● Work required: Quote every entry word for word.

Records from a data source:
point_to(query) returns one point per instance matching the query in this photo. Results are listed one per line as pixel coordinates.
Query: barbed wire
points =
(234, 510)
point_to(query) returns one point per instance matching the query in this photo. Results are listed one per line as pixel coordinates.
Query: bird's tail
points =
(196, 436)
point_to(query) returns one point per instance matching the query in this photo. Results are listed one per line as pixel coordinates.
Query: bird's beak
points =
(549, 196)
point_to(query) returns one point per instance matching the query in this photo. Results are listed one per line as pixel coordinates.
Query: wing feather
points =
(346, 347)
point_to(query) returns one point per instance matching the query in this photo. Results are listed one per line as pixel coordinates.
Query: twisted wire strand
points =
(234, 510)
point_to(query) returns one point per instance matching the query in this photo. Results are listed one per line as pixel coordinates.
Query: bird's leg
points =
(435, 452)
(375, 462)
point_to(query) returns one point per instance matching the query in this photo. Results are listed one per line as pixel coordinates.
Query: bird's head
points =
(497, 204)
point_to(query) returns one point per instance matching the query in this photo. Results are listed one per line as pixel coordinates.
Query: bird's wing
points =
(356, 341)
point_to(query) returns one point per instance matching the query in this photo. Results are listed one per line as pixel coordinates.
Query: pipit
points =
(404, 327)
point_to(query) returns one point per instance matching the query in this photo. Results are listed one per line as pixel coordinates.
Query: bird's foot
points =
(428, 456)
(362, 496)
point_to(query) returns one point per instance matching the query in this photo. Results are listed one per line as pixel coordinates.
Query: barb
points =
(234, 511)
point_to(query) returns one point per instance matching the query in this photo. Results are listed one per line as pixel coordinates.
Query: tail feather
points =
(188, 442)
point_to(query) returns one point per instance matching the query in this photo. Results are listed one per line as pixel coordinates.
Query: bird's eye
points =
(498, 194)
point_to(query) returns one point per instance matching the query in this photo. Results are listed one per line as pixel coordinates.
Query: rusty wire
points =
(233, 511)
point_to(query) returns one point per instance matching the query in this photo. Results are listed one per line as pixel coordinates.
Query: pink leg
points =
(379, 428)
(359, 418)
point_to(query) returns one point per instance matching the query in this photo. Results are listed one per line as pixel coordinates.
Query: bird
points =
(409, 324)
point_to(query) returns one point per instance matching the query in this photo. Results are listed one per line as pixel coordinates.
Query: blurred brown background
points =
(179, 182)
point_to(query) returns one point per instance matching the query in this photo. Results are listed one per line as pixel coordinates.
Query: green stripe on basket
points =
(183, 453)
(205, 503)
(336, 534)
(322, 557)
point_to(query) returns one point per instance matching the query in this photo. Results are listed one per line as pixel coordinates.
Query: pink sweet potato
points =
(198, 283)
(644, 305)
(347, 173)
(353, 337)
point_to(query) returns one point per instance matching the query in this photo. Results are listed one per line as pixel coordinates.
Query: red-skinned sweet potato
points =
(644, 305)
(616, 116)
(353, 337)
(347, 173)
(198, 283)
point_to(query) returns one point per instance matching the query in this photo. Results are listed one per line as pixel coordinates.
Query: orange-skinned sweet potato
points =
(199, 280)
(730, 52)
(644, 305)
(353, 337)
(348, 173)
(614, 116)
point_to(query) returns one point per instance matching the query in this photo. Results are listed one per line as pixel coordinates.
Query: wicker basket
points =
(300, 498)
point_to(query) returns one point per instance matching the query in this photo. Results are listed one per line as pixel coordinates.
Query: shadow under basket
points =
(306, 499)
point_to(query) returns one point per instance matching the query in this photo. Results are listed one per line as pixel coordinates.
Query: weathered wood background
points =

● Solution to the problem:
point_to(query) returns one point per instance matching the query in this photo. Results are listed one per line as pixel coordinates.
Query: barbed wire
points =
(234, 510)
point_to(query) returns one point per instance matching the query in this photo. Results are listed one per line as pixel coordinates.
Query: bird's tail
points =
(196, 436)
point_to(query) returns one point per instance matching the query in this photo. Results are listed one per line as pixel coordinates.
Query: bird's beak
points =
(549, 196)
point_to(query) returns one point per instance matching the query in this photo. Results are listed one per line as pixel coordinates.
Query: wing feather
points =
(346, 347)
point_to(query) returns one point per instance matching the query in this photo. Results are listed one per line as pixel coordinates.
Query: twisted wire strand
points =
(234, 510)
point_to(query) returns one point per instance matching the query in this photo. Results are listed one per line as pixel coordinates.
Query: bird's leg
points =
(435, 452)
(375, 462)
point_to(query) returns one point per instance matching the query in this photo. Results are listed one per line as pixel coordinates.
Query: bird's head
points =
(497, 204)
point_to(query) returns one point per instance matching the query in this photo. Results are listed one per line as pixel coordinates.
Query: bird's wing
points =
(356, 341)
point_to(query) returns one point per instance matching the query in this photo. Results are listed one per line as pixel coordinates.
Query: pipit
points =
(404, 327)
point_to(query) returns one point per instance matching the query in this photo. Results are listed one per line as pixel coordinates.
Query: bird's foot
points =
(428, 456)
(362, 496)
point_to(query) returns one point per instance matching the query in this photo. Results are listed one per line as pixel coordinates.
Query: barb
points =
(234, 511)
point_to(query) returns one point per instance matching the query in this photo. Results are listed one per line as pixel coordinates.
Query: tail feather
points =
(188, 442)
point_to(query) returns one point per instance matching the query in this photo. Results are listed one per line as pixel coordinates.
Query: bird's eye
points =
(498, 194)
point_to(query) returns one point per instance matching the query in this photo. Results are listed one per line as pixel coordinates.
Query: rusty wire
points =
(233, 511)
point_to(query) returns one point per instance matching the query in this photo. Results are listed one per line as pixel coordinates.
Query: pink leg
points =
(379, 428)
(359, 418)
point_to(query) returns one point per instance matching the query in this photo. Results are listed one per line as pixel coordinates.
Query: bird
points =
(409, 324)
point_to(query) returns one point per instance matching the query in this photo. Results are listed one per line as pixel coordinates.
Query: blurred brown background
points =
(179, 182)
point_to(query) returns one point per instance matching the query in this photo. Results are listed one per line as pixel coordinates.
Query: green stripe on basket
points =
(183, 453)
(205, 503)
(336, 534)
(322, 557)
point_to(query) returns one point per instance matching the query in this photo. Results are listed one per line as pixel coordinates.
Query: pink sweet potato
points =
(198, 283)
(644, 305)
(347, 173)
(353, 337)
point_to(query) returns one point per instance matching the query in this photo. Results are listed one per line as pixel coordinates.
Query: red-skinned sweet potato
points =
(644, 305)
(616, 116)
(353, 337)
(347, 173)
(198, 283)
point_to(query) returns one point per instance matching the query in this photo. Results are listed one per line as pixel coordinates.
Query: orange-skinned sweet potato
points =
(199, 280)
(730, 52)
(644, 305)
(353, 337)
(348, 173)
(614, 116)
point_to(query) returns one point per instance matching the query in this photo. Results are listed one per line as pixel coordinates.
Query: wicker basket
points =
(300, 498)
point_to(query) returns one point per instance matching the query in this photo. Results are listed one per line as pixel coordinates.
Query: shadow under basket
points =
(306, 499)
point_to(query) returns one point per instance matching the query in this photo. Results are listed one per line as pixel coordinates.
Query: weathered wood background
points =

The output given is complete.